- [Exercise]: Which lines in the rows below contain the word "canyon"? Copy out each of them in full.

++++++++++

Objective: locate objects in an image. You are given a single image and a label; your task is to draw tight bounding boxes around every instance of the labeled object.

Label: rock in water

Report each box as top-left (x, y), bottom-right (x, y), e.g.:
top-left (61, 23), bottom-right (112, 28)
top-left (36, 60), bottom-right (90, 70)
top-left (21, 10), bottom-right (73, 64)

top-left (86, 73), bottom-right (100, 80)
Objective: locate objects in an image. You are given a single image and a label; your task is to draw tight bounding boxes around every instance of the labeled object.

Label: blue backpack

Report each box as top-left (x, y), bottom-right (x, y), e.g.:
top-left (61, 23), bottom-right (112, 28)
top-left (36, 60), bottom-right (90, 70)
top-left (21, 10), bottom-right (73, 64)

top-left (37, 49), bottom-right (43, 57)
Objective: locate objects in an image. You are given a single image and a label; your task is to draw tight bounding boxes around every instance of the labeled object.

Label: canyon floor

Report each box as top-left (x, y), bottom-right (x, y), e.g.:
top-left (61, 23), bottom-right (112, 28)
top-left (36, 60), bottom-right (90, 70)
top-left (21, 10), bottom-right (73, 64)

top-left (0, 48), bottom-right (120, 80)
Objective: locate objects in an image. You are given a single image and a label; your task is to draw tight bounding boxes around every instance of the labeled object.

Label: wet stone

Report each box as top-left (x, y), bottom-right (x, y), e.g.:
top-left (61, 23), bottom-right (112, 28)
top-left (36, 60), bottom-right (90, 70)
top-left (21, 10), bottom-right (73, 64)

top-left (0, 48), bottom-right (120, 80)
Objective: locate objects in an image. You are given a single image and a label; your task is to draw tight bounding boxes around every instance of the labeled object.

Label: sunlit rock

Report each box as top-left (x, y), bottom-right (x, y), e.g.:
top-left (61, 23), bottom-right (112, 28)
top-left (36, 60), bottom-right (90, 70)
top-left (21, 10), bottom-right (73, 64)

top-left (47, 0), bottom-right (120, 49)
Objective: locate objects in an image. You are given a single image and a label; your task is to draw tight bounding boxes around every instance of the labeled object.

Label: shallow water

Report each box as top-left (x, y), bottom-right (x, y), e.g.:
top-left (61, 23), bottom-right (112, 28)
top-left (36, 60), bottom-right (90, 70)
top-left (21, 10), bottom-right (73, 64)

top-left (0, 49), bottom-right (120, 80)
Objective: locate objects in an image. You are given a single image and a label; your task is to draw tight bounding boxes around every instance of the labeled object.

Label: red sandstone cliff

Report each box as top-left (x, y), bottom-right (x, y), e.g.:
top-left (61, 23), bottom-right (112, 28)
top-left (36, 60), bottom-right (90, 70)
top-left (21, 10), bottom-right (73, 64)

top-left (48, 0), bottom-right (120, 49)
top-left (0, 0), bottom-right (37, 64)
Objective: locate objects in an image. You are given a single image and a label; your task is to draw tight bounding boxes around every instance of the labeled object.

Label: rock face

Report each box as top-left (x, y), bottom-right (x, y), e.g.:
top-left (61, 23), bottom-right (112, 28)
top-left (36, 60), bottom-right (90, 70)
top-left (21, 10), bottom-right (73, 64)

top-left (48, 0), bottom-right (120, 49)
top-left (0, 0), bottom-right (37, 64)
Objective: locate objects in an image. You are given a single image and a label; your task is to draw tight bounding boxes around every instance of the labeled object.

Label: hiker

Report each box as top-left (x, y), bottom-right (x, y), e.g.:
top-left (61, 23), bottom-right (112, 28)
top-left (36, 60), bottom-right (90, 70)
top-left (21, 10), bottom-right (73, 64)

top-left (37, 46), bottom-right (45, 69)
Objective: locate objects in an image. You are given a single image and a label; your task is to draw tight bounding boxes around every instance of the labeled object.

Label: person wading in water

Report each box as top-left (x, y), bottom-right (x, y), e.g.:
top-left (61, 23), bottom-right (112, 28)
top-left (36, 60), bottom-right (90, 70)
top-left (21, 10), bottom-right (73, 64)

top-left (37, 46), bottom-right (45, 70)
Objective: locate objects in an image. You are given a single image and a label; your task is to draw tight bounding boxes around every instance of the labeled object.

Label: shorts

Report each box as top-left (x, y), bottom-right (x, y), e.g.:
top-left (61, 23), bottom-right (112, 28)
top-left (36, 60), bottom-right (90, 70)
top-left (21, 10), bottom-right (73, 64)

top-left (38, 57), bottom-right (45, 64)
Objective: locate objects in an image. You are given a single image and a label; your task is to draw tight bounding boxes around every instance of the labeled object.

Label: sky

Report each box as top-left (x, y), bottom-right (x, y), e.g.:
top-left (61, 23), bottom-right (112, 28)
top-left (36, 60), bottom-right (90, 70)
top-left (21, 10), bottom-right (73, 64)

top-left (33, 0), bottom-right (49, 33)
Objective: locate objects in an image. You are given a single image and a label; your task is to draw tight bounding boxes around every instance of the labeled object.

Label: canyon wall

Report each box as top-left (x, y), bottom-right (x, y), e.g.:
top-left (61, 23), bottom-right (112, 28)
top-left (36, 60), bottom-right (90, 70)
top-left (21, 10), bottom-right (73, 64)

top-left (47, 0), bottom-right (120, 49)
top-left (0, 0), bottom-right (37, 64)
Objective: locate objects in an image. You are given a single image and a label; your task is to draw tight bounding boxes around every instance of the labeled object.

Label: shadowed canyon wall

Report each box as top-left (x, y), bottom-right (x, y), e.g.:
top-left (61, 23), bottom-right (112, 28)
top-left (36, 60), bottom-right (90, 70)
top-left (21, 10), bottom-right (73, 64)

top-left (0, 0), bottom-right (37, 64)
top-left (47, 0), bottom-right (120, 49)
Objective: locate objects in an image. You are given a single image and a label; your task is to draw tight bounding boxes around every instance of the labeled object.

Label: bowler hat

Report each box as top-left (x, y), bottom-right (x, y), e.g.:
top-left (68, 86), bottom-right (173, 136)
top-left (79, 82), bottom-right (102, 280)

++++++++++

- [Finished answer]:
Label: canyon floor
Label: canyon wall
Label: shadowed canyon wall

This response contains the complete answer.